• GIVEN PROBLEM:
The entries that follow should be written out exactly.

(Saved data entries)
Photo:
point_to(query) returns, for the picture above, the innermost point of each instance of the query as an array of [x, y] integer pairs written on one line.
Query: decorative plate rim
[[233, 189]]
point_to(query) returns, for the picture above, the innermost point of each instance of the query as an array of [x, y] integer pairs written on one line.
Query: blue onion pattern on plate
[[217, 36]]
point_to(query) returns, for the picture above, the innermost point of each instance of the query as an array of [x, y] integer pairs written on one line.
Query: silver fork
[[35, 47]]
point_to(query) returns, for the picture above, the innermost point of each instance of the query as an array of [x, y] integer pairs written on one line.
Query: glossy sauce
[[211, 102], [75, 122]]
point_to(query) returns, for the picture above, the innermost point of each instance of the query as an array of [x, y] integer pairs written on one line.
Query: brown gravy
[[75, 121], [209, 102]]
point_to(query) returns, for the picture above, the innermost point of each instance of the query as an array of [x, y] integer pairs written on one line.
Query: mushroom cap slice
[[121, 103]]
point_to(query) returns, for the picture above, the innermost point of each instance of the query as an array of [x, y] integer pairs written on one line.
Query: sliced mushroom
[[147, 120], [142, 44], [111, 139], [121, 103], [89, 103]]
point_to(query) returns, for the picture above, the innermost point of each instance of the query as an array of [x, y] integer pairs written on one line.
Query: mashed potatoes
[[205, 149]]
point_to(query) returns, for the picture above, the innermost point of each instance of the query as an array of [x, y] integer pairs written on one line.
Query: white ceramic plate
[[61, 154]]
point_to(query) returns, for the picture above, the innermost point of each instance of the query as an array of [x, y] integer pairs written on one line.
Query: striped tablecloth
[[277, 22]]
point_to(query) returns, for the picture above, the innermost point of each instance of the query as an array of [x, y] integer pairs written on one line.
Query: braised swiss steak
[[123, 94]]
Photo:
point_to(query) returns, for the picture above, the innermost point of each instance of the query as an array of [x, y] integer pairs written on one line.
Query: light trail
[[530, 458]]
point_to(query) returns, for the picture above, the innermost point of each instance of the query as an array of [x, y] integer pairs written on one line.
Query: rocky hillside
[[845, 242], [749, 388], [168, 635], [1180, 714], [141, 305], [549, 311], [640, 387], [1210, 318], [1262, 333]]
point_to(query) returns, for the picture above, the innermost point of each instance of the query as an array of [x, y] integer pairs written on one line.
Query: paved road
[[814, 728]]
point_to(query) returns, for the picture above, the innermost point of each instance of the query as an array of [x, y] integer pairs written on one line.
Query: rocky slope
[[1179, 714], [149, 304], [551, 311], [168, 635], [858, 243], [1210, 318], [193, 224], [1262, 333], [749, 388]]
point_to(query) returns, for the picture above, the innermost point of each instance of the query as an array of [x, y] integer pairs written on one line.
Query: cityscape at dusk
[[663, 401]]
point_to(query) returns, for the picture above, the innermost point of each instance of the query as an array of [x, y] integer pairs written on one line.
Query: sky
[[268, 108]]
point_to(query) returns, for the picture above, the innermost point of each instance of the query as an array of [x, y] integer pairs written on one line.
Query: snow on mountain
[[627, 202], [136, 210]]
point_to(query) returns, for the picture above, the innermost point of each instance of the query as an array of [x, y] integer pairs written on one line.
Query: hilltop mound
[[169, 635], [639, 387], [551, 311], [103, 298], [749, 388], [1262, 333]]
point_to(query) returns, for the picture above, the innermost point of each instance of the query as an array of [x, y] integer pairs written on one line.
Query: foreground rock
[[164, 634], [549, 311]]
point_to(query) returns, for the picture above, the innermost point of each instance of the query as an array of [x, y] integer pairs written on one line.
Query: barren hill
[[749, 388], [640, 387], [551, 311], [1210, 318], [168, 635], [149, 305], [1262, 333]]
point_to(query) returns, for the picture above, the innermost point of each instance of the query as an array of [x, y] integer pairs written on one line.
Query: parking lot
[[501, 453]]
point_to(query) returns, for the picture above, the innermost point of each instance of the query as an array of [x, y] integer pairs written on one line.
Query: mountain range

• TASK RESULT:
Photo:
point_to(query) returns, for the picture above, the innermost point of each instance of the query as an array of [x, y] integer pairs written on one line.
Query: decorative plate rim
[[233, 189]]
point_to(query) returns, for the picture above, the innermost point of each instance of the query as an array of [x, y] integer pairs written on one line.
Query: blue onion pattern on plate
[[217, 36]]
point_to(query) returns, for the picture above, the innermost point of each instance of the query as an array of [x, y] integer pairs written on one line.
Query: silver fork
[[35, 47]]
point_to(query) returns, for the picture above, the innermost point of each instance of the query as an array of [x, y] integer pairs written on one line.
Query: glossy sauce
[[211, 102], [75, 122]]
point_to(query) returns, for the picture above, the innermost point of each instance of the query as an array of [x, y] integer pairs written on one line.
Query: brown gravy
[[75, 121], [209, 102]]
point_to(query) returns, for the picture above, the innermost point of each instance of the query as an array of [x, y] integer pairs written on one line.
Query: mushroom cap slice
[[121, 103]]
point_to(query) returns, for the picture above, the innermost point of each instance of the query as an array of [x, y] integer pairs written on one line.
Query: sliced mushroom
[[147, 120], [142, 44], [111, 139], [121, 103], [89, 103]]
point_to(query) returns, for the picture above, the innermost point of each instance of the query as an array of [x, y] integer pairs written on one line.
Query: mashed potatoes
[[205, 149]]
point_to(query) returns, for the picture above, the innermost point of each instance of the query as an array of [x, y] integer pairs written on one line.
Query: white ceramic plate
[[61, 154]]
point_to(query) returns, for the picture above, the innermost point of each instance of the query as an array of [x, y] integer pairs written on one line.
Query: striped tablecloth
[[277, 22]]
point_to(query) returns, for the picture above, the innermost point of each instance of the query as an array of [x, y] integer pairs written on one line.
Query: braised swiss steak
[[123, 94]]
Photo:
point_to(query) returns, for the picture above, the innermost point of each instance of the query as an array of [x, y] integer pairs written on one line.
Query: light trail
[[530, 458]]
point_to(query) returns, for the picture above, the innermost point of each instance of the query as an array of [x, y] integer pairs written on one line.
Query: rocky hillside
[[845, 242], [749, 388], [168, 635], [1180, 714], [141, 305], [549, 311], [640, 387], [1210, 318], [1262, 333]]
point_to(query) returns, for the picture above, the innermost point of each instance of the query as an array of [x, y] integer pairs written on one line.
Query: paved road
[[814, 728]]
point_to(query) returns, for the picture above, the innermost point of each instance of the query as an array of [x, y] integer pairs written on one line.
Query: rocky slope
[[1179, 714], [149, 304], [551, 311], [168, 635], [858, 243], [1210, 318], [193, 224], [1262, 333], [749, 388]]
point_to(query) returns, for the picture above, the innermost point of each instance of the query as an array of [x, y] integer pairs written on one line.
Query: cityscape at dusk
[[663, 401]]
point_to(query) returns, for the picture above, the innermost point of each instance of the query as an array of [x, y] integer pairs written on one line.
Query: sky
[[268, 108]]
point_to(query) returns, for the picture above, the innermost point of each instance of the query as an array of [x, y] integer pairs written on one line.
Query: snow on mountain
[[627, 202], [136, 210]]
point_to(query) returns, for the picture above, the innermost point of each instance of the query as an array of [x, y] integer pairs written on one line.
Query: hilltop mound
[[169, 635], [639, 387], [551, 311], [103, 298], [749, 388], [1262, 333]]
point_to(query) returns, for the picture above, the innermost point of each instance of the query as an array of [x, y] integer pairs written on one line.
Query: foreground rock
[[164, 634], [549, 311]]
point_to(query) returns, for the picture above, the innermost point of each instance of the query as an array of [x, y] integer pairs written on one line.
Query: barren hill
[[749, 388], [640, 387], [551, 311], [1210, 318], [168, 635], [149, 305], [1262, 333]]
point_to(query) returns, for the picture above, the innermost point of each instance of the query as an array of [x, y] integer pairs written on one line.
Query: parking lot
[[501, 453]]
point_to(query) returns, for the picture above, the innermost point of each instance of the query as an array of [x, y] integer pairs written on one line.
Query: mountain range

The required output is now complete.